Prose and Conjunto

In the beginning, there was the accordion. Puro Conjunto, An Album in Words & Pictures (CMAS Books; distributed by University of Texas Press), a collection of writings and artwork about the traditional Tex-Mex dance music, covers virtually every significant artist the scene has produced. But the real star of the book is the instrument they all play.

Edited by Juan Tejeda and Avelardo Valdez, the book is an outgrowth of the Guadalupe Cultural Arts Center's annual spring Tejano Conjunto Festival en San Antonio, which was launched in 1982 by Tejeda, the GCAC's Xicano Music Program director, and run by him for the first 17 years. For my money, it's one of the nation's leading music festivals. Begun as a three-day event before growing to seven and then cutting back down to six, the Conjunto Fest has presented the oldest and most traditional accordionists (including the late Don Santiago Jiménez, father of Flaco and Santiago Jr.) to the young progressives of recent years (Jaime y los Chamacos). The conjunto fest has also played host to everything in between, from selected artists in related fields (the late Doug Sahm, Los Lobos, zydeco's Queen Ida and Boozoo Chavis) to the occasional oddity such as Los Gatos, a Japanese conjunto act.

Yet the festival has always specialized in staging whatever was happening in mainstream conjunto at the time, and all the music's big names--Flaco, Santiago Jr., Mingo Saldivar, Eya Ybarra, Valerio Longoria, Esteban "Steve" Jordan, Tony de la Rosa, Roberto Pulido--have played there repeatedly. Free for several years, and still priced at less than the cost of a 12-pack, the festival is one of the season's top family social events in San Antonio, with couples dancing counterclockwise in big circles around the covered pavilion at Rosedale Park.

# # #

== STATED GOAL A ==
Pick out every line of the listing below that contains the string "pull", and copy each one in full.

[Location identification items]
# # #

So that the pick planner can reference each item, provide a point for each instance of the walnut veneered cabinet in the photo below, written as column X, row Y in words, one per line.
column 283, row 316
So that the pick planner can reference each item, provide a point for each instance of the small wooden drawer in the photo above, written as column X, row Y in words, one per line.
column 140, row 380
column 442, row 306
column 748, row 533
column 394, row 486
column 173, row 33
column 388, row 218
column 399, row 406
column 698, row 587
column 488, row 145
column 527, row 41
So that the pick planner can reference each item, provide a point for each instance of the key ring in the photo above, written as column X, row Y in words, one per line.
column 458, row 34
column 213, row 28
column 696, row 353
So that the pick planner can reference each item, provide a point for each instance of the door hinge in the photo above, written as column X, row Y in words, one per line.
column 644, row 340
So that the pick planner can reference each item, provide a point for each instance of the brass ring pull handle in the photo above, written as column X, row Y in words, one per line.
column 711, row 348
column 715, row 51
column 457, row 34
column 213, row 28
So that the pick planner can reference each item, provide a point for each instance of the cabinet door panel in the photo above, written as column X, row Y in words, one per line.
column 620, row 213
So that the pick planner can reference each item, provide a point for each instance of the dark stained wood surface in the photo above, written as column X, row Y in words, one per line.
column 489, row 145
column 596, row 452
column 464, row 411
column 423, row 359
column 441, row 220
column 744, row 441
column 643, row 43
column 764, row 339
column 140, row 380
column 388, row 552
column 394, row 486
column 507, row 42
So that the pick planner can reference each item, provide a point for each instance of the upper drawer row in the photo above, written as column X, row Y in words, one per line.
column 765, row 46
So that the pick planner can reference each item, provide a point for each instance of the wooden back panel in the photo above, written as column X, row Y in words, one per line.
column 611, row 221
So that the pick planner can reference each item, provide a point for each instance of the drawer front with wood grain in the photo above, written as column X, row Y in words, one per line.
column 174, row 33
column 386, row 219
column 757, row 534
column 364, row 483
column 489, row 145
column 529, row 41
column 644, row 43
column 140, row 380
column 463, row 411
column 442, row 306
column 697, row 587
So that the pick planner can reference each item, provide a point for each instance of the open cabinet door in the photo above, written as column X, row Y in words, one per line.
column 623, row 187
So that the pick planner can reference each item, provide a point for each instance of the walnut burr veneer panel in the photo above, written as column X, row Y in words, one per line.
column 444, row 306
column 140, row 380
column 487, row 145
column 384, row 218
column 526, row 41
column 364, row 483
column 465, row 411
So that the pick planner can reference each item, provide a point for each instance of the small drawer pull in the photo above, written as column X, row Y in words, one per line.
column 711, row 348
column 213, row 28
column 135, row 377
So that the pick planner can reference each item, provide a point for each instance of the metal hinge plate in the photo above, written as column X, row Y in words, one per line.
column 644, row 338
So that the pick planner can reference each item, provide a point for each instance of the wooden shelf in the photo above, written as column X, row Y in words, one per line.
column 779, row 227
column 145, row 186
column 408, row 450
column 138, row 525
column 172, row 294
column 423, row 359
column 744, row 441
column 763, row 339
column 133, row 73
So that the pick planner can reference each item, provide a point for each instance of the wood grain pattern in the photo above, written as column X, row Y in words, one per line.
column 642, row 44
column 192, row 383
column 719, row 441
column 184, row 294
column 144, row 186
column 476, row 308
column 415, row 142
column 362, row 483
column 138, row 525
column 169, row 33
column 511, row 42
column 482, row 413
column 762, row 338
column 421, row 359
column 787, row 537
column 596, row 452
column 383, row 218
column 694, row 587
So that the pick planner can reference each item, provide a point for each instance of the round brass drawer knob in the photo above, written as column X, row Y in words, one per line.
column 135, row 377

# # #

== STATED GOAL B ==
Using the conjunto article above, answer these:
(i) Who edited the book?
(ii) In what year was the festival launched?
(iii) At what park is the covered pavilion where couples dance?

== CORRECT RESPONSE A ==
So that the pick planner can reference each item, provide a point for each instance of the brass ring pull handle in the photo above, written as column X, row Y in words, one per line.
So that the pick planner can reference each item, provide a point for each instance of the small drawer pull in the photo above, written as column X, row Y in words, one per line.

== CORRECT RESPONSE B ==
(i) Juan Tejeda and Avelardo Valdez
(ii) 1982
(iii) Rosedale Park